Find every line in the records below that contains the string "wing", matching case exactly, and copy each of those lines.

• • • •

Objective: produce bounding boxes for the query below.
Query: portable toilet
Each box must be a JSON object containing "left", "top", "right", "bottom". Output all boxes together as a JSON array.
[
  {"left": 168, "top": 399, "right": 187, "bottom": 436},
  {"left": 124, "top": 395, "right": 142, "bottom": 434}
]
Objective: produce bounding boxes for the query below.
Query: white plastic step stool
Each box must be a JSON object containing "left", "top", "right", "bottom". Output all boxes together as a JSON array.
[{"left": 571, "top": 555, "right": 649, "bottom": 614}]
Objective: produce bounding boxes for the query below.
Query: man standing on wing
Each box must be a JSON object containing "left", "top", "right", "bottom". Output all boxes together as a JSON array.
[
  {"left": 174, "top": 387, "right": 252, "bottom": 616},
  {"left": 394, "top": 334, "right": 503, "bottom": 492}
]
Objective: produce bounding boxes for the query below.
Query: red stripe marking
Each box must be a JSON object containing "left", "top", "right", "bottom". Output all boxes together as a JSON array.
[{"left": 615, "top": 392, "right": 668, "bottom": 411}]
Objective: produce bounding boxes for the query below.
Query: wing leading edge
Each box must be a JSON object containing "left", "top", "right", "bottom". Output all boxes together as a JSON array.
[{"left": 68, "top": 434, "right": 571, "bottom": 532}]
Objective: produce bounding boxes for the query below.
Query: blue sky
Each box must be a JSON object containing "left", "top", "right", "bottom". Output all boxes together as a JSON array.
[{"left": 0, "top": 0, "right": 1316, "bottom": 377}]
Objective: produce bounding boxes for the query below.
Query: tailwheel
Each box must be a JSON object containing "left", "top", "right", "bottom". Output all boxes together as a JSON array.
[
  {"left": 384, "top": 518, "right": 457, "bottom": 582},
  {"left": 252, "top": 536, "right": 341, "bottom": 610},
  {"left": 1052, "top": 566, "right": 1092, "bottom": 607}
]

• • • •

#### EXERCISE RESULT
Query: man standing on wing
Query: wing leading edge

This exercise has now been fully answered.